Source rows
- - - - -

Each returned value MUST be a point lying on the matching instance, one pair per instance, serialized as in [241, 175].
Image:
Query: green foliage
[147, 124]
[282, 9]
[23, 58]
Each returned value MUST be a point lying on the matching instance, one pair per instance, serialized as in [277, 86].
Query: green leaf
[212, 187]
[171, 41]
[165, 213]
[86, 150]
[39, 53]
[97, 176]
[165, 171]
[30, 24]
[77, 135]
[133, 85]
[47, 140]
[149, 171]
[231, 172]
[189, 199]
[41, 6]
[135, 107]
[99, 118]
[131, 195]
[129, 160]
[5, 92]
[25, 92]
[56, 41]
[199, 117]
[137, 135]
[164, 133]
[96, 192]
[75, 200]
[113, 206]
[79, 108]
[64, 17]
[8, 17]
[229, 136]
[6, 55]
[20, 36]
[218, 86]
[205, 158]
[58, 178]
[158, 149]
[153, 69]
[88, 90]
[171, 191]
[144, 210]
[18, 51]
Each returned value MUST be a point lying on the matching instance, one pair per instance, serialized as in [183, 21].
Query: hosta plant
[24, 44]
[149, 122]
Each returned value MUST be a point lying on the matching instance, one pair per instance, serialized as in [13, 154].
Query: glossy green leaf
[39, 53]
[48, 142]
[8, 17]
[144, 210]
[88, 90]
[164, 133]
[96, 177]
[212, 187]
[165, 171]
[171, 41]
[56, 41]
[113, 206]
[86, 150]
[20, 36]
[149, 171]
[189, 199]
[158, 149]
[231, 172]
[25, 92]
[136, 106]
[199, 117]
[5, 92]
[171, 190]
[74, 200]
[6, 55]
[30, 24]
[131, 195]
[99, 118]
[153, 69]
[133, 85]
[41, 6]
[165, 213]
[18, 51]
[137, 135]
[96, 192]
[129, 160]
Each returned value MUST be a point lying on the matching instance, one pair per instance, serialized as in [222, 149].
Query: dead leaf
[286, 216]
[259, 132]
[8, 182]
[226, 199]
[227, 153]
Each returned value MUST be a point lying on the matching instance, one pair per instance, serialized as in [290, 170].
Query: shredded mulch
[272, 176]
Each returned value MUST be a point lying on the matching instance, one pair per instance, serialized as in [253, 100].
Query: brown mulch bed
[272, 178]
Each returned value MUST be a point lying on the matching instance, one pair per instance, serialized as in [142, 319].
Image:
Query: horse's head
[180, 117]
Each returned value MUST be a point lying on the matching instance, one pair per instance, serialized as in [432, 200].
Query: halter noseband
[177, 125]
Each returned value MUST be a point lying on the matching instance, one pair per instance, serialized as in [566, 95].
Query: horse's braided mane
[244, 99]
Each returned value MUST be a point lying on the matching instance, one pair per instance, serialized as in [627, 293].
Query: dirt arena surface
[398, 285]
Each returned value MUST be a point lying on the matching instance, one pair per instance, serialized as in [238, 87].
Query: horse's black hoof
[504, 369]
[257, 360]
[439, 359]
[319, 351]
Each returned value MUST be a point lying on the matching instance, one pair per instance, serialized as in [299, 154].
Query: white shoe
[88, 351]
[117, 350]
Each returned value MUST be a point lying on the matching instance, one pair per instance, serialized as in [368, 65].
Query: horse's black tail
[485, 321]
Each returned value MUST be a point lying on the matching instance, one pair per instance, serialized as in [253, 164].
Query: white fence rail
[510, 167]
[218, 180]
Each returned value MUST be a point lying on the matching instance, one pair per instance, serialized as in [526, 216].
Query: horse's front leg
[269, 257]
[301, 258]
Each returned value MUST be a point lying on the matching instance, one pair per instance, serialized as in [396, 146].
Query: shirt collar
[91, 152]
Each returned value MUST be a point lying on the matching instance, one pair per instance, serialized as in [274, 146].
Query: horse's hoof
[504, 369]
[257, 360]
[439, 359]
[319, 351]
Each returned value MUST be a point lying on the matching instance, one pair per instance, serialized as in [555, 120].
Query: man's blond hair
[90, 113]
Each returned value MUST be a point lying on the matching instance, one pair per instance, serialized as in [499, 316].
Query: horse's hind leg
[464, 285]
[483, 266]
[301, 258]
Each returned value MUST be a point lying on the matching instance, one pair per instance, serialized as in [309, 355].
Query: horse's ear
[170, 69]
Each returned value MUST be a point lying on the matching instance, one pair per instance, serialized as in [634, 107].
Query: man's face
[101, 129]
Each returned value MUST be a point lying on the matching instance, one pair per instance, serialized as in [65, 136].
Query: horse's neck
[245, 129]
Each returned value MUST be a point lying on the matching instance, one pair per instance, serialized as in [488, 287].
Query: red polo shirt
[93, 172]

- - - - -

= To be done =
Copy the rows from the line containing "in [488, 287]." through the end of the rows, requests included. Shift every coordinate in the answer points by -102.

= Final answer =
Each returned value MUST be a point lying on the matching instance, one pair per instance, serialized as in [488, 287].
Query: red polo shirt
[-9, 70]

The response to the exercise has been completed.